[Фрагмент документа]
<<<<
Лет шестнадцать назад выпала мне большая честь быть софакультетником Ильи Габая. Кто мог представить тогда, какой силы дух, какая воля обнаружатся в этом щуплом, не вытягиваемом на свои 27 лет теле, с незагашенным к тому же туберкулёзом, и какой трагический исход в бетонную бездну, но только не в воду, а головою в асфальт, предначертан ему?
Время то было пиком хрущёвского “либерализма”, не свободы, понятно, но хотя бы обманчивых её призраков. Сын репрессированных почти сразу же после его рождения коммунистов, он в шестьдесят первом году не мыслил ещё так радикально, как после, отделял пока ненавистный ему сталинизм от русского коммунизма. Помнится, восторженно говорил о Бухарине. Я в те годы тоже не мог похвастать политической зрелостью, старался жить тем, чего никогда и не было – большевистским революционаризмом первых лет Октября. Сталин внушал мне отвращение, но в искренность Хрущёва я не верил: поражало то, как глобальный преступный разворот эпохи Сталина объяснял он личным несовершенством диктатора. Мы часами, вместо того чтобы сидеть на лекциях, торчали на лестнице под самым чердаком, жёстко сталкиваясь на политических вопросах. Габай говорил: “Главное – не лгать!”.
Веря тогда, что верхи и впрямь разворачивают курс демократической реконструкции, он полагал, что они и ждут лишь того, чтобы все мы, как можно быстрее, восстановили утраченные рефлексы правдолюбия. Тем сами утешали тогда себя и Аксёнов, и Кузнецов, и Евтушенко, и Окуджава. Сверху их порою ругали за левацкие перегибы, но в целом соглашались: “Да, только правда”. Хотя уже был затравлен Пастернак, а Эренбургу предписывалось, как ему следует вспоминать прожитую жизнь, и уже почёсывал тяжёлые кулаки Ильичёв.
Таким образом, идеологическая политика эпохи Хрущёва содействовала не одному только духовному прозрению. В значительной мере ей удалось также на какой-то срок дезориентировать пробуждённую общественную мысль, заставив её не взирая ни на что оставаться непоколебимой по отношению к генеральному кредо. Верность этому кредо от имени “рассерженного” поколения двадцатого партсъезда выразил Евгений Евтушенко:

Не мещан шепотки,
не Берия,
Не умельцы
ловчить и красть
Не посеяли в нас неверия
В коммунизм и советскую власть.
Эту веру
из нас не вытравили.
Это –
кровное наше,
своё.
С ней стояли мы,
с нею выстояли.
Завещаем и детям её.
>>>>
[Письменное задание] Обновите отрывок об Илье Габае: перепишите его, начиная со слов «Веря тогда, что» и до слов «тяжёлые кулаки Ильичёв.» включительно, заменив «Пастернак» на «Бродский».

[Строки данных]
<<<<
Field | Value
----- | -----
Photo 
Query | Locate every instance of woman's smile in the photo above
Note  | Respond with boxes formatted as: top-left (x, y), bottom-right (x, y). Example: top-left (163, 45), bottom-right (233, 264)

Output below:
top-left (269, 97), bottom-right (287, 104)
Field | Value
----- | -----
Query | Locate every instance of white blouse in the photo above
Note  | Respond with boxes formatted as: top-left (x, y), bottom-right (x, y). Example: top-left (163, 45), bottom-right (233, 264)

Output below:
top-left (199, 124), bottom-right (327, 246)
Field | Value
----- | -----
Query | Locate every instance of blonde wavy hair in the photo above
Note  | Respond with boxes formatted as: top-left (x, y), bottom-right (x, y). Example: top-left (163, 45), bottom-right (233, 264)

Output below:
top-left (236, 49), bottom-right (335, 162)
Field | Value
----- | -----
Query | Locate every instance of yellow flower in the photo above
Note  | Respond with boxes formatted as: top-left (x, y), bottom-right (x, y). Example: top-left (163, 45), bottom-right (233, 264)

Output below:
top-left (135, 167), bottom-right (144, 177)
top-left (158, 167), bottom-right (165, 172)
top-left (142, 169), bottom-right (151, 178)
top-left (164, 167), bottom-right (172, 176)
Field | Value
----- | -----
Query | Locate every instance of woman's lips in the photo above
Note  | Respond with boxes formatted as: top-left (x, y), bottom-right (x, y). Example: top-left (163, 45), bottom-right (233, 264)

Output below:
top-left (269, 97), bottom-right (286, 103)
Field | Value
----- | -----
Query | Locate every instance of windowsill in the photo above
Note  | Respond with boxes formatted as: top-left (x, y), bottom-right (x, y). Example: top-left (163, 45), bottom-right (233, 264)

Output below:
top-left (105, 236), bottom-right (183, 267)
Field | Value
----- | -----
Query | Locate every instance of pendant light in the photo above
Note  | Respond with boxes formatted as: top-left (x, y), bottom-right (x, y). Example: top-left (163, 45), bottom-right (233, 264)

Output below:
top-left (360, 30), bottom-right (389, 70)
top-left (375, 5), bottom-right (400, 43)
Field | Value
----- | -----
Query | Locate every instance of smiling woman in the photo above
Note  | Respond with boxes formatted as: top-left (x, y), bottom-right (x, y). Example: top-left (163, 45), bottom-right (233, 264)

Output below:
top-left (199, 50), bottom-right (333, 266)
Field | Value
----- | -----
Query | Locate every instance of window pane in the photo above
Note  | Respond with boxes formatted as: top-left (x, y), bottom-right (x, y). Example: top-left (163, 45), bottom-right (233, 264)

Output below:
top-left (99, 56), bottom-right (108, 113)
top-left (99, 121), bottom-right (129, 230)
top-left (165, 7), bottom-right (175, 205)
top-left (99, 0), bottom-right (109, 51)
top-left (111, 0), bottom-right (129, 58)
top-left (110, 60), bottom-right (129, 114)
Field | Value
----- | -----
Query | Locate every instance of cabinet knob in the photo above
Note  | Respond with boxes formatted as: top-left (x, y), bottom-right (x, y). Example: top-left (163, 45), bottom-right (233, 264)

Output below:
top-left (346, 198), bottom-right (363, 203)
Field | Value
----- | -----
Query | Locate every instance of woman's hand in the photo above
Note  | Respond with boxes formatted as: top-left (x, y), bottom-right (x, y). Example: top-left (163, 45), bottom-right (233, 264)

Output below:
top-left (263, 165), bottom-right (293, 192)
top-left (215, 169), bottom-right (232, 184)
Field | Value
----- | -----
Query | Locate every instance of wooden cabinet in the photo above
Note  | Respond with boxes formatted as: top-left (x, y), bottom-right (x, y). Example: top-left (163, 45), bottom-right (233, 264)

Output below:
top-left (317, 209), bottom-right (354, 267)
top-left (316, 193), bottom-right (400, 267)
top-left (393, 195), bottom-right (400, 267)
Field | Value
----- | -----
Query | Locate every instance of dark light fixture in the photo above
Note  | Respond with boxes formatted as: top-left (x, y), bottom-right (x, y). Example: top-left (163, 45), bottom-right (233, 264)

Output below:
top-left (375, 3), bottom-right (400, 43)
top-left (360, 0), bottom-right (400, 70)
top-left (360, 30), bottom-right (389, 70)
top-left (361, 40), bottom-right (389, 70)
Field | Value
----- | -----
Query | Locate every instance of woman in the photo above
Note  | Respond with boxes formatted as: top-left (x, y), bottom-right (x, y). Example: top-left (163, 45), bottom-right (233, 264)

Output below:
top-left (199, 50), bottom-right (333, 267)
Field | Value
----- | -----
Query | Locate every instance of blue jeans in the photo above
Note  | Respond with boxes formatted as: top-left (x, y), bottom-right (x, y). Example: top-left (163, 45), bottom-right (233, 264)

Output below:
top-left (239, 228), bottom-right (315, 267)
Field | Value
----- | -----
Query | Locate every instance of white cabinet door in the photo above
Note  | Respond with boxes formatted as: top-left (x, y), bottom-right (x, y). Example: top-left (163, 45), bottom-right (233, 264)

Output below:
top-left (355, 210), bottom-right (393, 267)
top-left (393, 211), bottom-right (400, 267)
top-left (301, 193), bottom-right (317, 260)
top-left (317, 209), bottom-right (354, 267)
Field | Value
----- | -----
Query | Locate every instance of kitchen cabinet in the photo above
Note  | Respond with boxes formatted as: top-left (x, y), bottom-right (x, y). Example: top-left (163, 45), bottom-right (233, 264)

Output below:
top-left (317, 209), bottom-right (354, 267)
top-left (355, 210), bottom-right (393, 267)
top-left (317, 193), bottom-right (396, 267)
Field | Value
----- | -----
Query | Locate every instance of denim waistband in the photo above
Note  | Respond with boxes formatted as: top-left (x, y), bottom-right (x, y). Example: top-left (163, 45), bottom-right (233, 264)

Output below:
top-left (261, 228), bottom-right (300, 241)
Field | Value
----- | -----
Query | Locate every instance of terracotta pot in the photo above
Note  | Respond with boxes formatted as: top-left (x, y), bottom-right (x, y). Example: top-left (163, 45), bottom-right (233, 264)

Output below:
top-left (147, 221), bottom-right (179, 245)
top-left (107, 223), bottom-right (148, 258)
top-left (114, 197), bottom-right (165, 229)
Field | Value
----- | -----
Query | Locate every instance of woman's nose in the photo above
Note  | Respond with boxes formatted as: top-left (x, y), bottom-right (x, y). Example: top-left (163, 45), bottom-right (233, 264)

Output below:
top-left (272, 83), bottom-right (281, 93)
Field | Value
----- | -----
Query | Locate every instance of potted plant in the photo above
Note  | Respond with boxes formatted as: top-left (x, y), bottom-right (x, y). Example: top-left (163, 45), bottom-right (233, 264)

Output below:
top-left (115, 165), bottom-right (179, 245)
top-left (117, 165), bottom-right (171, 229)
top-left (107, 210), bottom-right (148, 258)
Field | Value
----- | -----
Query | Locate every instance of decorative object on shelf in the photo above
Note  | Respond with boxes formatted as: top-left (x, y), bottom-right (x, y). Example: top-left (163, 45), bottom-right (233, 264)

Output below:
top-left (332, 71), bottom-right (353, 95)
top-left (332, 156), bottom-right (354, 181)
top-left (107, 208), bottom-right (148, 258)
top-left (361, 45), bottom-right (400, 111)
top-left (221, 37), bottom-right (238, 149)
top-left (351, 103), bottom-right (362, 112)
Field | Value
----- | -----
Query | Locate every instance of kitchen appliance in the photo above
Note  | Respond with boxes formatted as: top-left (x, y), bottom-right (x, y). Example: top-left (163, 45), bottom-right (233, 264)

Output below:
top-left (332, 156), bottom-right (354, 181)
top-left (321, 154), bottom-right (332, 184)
>>>>
[Решение]
Веря тогда, что верхи и впрямь разворачивают курс демократической реконструкции, он полагал, что они и ждут лишь того, чтобы все мы, как можно быстрее, восстановили утраченные рефлексы правдолюбия. Тем сами утешали тогда себя и Аксёнов, и Кузнецов, и Евтушенко, и Окуджава. Сверху их порою ругали за левацкие перегибы, но в целом соглашались: “Да, только правда”. Хотя уже был затравлен Бродский, а Эренбургу предписывалось, как ему следует вспоминать прожитую жизнь, и уже почёсывал тяжёлые кулаки Ильичёв.